> [What you should do] Here are some entries. Repeat all of them exactly.

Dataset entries

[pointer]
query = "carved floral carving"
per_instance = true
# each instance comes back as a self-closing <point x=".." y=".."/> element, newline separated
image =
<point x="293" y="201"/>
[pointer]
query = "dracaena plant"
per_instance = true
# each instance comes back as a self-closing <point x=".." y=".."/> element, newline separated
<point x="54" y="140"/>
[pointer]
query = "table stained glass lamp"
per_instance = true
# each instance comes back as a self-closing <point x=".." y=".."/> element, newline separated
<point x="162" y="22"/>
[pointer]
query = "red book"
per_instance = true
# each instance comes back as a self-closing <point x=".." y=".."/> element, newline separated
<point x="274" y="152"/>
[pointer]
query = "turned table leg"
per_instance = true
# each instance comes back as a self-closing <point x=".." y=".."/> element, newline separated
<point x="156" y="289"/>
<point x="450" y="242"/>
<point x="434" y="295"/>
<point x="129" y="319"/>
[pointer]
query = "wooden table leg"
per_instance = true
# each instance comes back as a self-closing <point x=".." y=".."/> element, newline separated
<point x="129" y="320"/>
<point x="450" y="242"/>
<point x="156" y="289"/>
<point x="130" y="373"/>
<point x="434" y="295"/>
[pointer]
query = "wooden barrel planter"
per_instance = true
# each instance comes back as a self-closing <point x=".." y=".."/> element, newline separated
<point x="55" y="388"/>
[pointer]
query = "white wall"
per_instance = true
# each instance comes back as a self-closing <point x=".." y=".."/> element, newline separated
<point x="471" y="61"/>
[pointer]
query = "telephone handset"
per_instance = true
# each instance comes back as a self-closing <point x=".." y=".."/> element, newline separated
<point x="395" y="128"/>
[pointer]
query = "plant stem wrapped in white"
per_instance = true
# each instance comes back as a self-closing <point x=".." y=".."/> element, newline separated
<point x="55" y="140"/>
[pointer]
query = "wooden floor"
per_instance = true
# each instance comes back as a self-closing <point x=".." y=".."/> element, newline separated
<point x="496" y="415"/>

> [Reply]
[pointer]
query = "carved floral carving"
per_instance = true
# each instance comes back as a self-closing <point x=".." y=".."/> element, newline separated
image =
<point x="293" y="201"/>
[pointer]
query = "dracaena plant"
per_instance = true
# each instance comes back as a self-closing <point x=".." y=".."/> element, newline separated
<point x="54" y="140"/>
[pointer]
query = "table stained glass lamp"
per_instance = true
# each instance comes back as a self-closing <point x=".." y=".."/> element, newline separated
<point x="162" y="22"/>
[pointer]
query = "red book"
per_instance = true
# each instance comes back as a self-closing <point x=".." y=".."/> element, newline separated
<point x="274" y="152"/>
[pointer]
query = "turned table leg"
per_instance = true
# each instance comes back as a self-closing <point x=".." y=".."/> element, newline separated
<point x="156" y="289"/>
<point x="450" y="242"/>
<point x="434" y="295"/>
<point x="129" y="319"/>
[pointer]
query = "wooden table leg"
per_instance = true
# each instance comes back as a self-closing <point x=".." y=".."/> element, newline separated
<point x="129" y="320"/>
<point x="450" y="242"/>
<point x="156" y="289"/>
<point x="130" y="373"/>
<point x="434" y="295"/>
[pointer]
query = "wooden barrel planter"
per_instance = true
# each instance comes back as a self-closing <point x=".." y=".."/> element, newline separated
<point x="55" y="388"/>
[pointer]
query = "white wall"
per_instance = true
# each instance comes back as a self-closing <point x=".." y=".."/> element, newline separated
<point x="471" y="61"/>
[pointer]
query = "telephone handset"
per_instance = true
# each instance comes back as a self-closing <point x=".." y=".."/> element, newline separated
<point x="395" y="128"/>
[pointer]
query = "plant stem wrapped in white"
per_instance = true
# each instance comes back as a self-closing <point x=".." y=".."/> element, newline separated
<point x="55" y="140"/>
[pointer]
query = "wooden floor"
per_instance = true
# each instance comes back as a self-closing <point x=".." y=".."/> element, newline separated
<point x="496" y="415"/>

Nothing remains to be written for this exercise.